- [ТЕКСТ ДОКУМЕНТА]:
Шрифт:
Закладка:
Мои незабвенные наставники всматривались в ход истории: что же и куда двигалось? За мыслью знатоков уследить я не мог, но замечал: не фантазировали – знали дорогу. Так шахтеры ползут в шурфе: мне следом за двумя забойщиками дали возможность проползти в Донецке, когда в местном Университете, по приглашению М. С. Гиршмана, я читал спецкурс по теории литературы.
«В наше время сфера литературной коммуникации для нас не ограничивается пределами литератур народов нашей страны», – таков во времена запретов был лейтмотив всего, что писал и говорил Конрад[79]. Знать все и только тогда можно знать что-либо конкретное – так я понимал его. Но речь его о герменевтике явилась для меня одновременно откровением и предостережением.
Откровением, ибо я получил представление о том, как раскрепощалась мысль в пределах веры. Та же речь знатока была похожа на перевод железнодорожной стрелки, направляющей состав по другому пути. Всезнающий оператор не оговорил подстановки, но проделал ничто иное, как подстановку понятий – уловка большого ума и огромного авторитета. Такие открытия каждый делает для себя, повторяя «Признания молодого человека» Джорджа Мура: одна из тех забытых исходных книг, где о современности уже все намечено, в дальнейшем то же самое будут высказывать снова и снова, иногда делая сноску на первоисточник, чаще – без сноски, зато в меру безмерного самоуважения.
«Мне грустно думать, что наша вселенная небесконечна».
Так, по словам моего друга-математика, говорил им на лекциях академик Колмогоров. Друг рассказал мне об этом, поясняя, каков дух современной науки – эмоциональный. Положим, на семинарах Капицы (куда меня затащили Жора с Игорем) говорили без эмоций. Гинзбург изъяснялся, по его словам, «на квантовом языке», которого я, естественно, не понимал, но даже мне было ясно, когда он коротко говорил «Не знаю», отвечая на вопросы, не имевшие ответа: незнание на пределе познания. Но у других столь же крупных ученых незнание вызывало не мысль, а грусть, и как ни крупны ученые, их поведение приходится назвать позой.
Маршалл Маклюэн на мой вопрос, почему он думает, будто теории Лобачевского были известны Льюису Кэрролу, ответил мне (через секретаря) в письме: «Разве не приятно так думать?» Как ни приятно было бы думать, будто творец Зазеркалья был знаком с теориями нашего, не менее причудливого, соотечественника, я себе подобного удовольствия доставить не мог: во всем, что прочитал о Льюисе Кэрролле, следов его знакомства с неэвклидовой геометрией не обнаружилось, просил Димку Арнольда поискать, он искал – не нашел.

Сохранённые записи данных
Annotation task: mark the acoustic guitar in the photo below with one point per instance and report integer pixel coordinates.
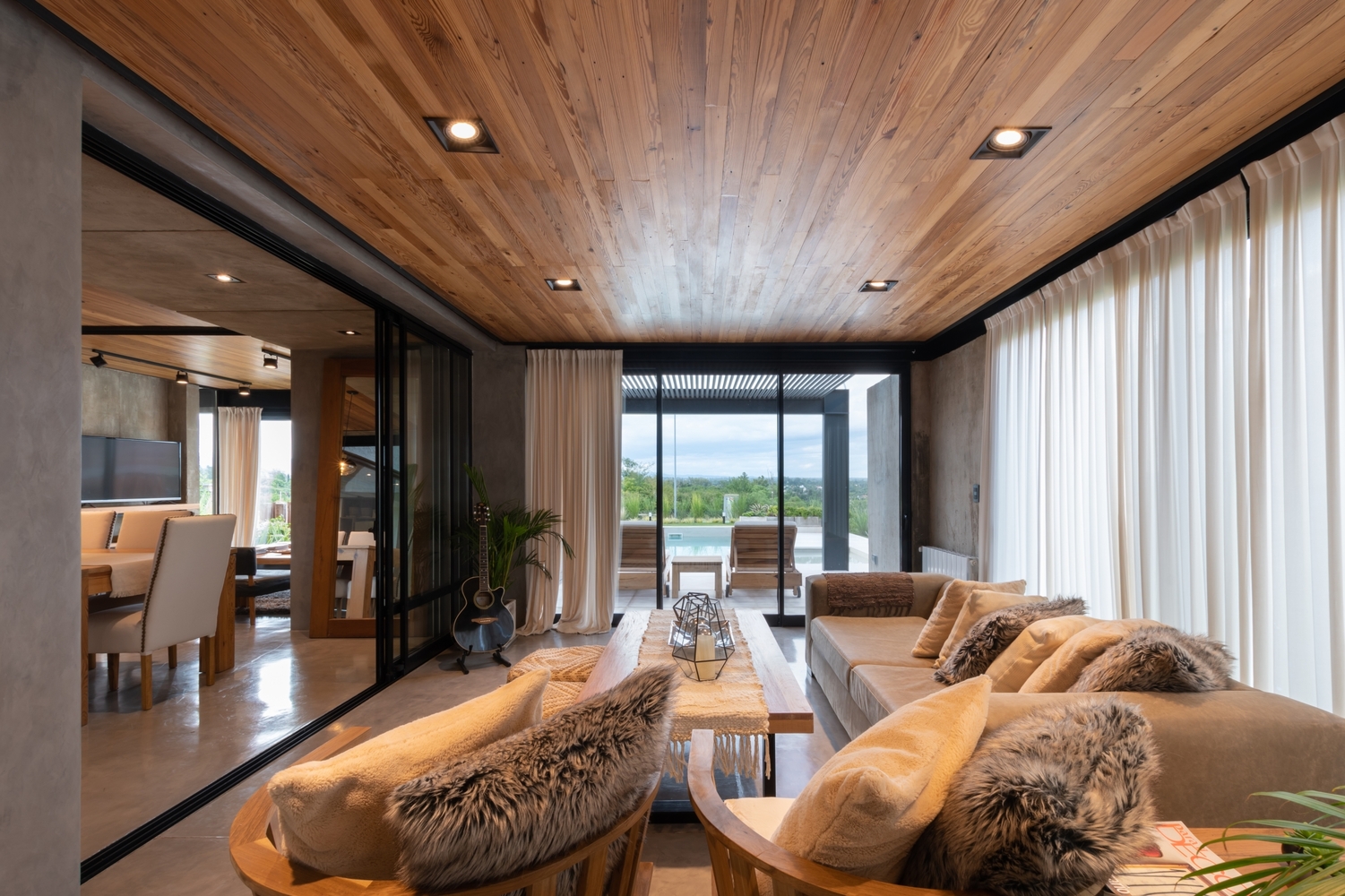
(485, 625)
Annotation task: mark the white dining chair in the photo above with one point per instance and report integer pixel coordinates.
(96, 529)
(140, 528)
(180, 604)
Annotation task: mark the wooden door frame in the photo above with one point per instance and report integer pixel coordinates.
(320, 623)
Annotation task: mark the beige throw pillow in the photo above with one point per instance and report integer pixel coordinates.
(331, 812)
(867, 805)
(982, 603)
(1032, 647)
(1065, 666)
(944, 612)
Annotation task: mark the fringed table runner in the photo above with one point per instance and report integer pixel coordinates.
(733, 705)
(893, 592)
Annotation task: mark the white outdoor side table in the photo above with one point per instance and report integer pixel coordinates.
(697, 564)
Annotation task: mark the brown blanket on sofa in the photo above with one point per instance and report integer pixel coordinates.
(893, 592)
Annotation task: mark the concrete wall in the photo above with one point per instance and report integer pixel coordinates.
(947, 400)
(499, 377)
(39, 442)
(884, 412)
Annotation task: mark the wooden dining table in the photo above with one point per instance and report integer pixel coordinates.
(102, 576)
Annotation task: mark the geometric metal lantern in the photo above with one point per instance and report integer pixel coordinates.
(701, 639)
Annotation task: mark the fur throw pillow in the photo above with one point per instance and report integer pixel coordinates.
(1047, 806)
(994, 633)
(1160, 659)
(530, 797)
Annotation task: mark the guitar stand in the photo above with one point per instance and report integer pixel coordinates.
(496, 655)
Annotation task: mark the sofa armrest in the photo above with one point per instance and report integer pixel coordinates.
(815, 603)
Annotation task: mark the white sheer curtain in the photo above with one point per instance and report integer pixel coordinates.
(1296, 470)
(239, 445)
(1108, 466)
(574, 469)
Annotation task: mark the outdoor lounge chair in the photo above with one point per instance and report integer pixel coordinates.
(639, 555)
(754, 552)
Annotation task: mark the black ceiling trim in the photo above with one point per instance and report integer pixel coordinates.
(220, 140)
(158, 332)
(721, 357)
(1299, 123)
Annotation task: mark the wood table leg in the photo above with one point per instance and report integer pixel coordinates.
(147, 681)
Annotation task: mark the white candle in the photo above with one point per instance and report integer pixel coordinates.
(703, 646)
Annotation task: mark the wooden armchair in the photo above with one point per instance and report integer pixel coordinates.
(265, 872)
(754, 550)
(639, 555)
(738, 853)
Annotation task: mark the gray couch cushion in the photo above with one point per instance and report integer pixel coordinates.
(843, 642)
(881, 691)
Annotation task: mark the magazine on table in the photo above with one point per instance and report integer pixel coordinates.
(1161, 868)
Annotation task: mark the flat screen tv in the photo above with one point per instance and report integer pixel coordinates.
(120, 470)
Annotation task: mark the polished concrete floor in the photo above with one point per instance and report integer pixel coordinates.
(194, 856)
(137, 763)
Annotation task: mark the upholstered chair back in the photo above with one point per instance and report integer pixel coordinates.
(96, 529)
(140, 528)
(183, 598)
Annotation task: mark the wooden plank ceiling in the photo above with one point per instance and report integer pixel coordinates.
(145, 262)
(727, 169)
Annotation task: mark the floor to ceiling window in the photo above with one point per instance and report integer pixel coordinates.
(743, 483)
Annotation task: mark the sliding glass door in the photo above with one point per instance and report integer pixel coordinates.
(424, 439)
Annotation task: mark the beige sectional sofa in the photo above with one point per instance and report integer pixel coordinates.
(1216, 748)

- [ЗАДАНИЕ]:
Напишите, пожалуйста, продолжение воспоминаний о наставниках и учёных, начав сразу после их последнего предложения. Эти данные для работы не понадобятся.

- [ОТВЕТ]:
Т. С. Элиот предлагал мыслить в духе «метафорического фантазирования», и ничего не имел против, если его фантазии «полюбились»: фантазии принимали за доказанные положения. Вместе с тем в западной критической прессе мне постоянно попадалось недоумение: выдвинутые авторитетами теоретические положения безуспешно пытались приложить к литературному материалу последователи, и оказывалось: теория сама по себе – материал сам по себе.
Леви-Стросс не мог толком объяснить, как следует понимать его Mythologies. «Структурализм, – говорил он, – это поиск неподозре-ваемых гармоний». Красиво сказано, а поиска нет, есть придумывание, лидер современного структурализма не изучал – измышлял. Его «Печальные тропики» и не принимают за научный труд. Надо мной потешались наши поклонники Леви-Стросса, когда я пробовал всё это сказать, теперь читаю в посвященных покойному на целую газетную полосу некрологах: не объяснил – придумал, но говорят с почтением, словно – изучил. Кто говорит, им, надо думать, полюбилось так говорить, иначе говорить – грустно…
Совместное упражнение Якобсона и Леви-Стросса в истолковании стихов Бодлера – тоже измышления, а не мысли. «Эстрадная философия» – называл Лифшиц подобные тур-де-форсы. Триумфом ознаменовался успех «подделанных под исследование» бесчисленных сочинений структуралистов, поструктуралистов и деконструктивистов. Какие тексты многописавшие исты изучили? Если изучили, то почему же вдруг, как по волшебству, словно ветром сдуло их будто бы научную продукцию, что отягощала, заполняя, полки в американских книжных магазинах?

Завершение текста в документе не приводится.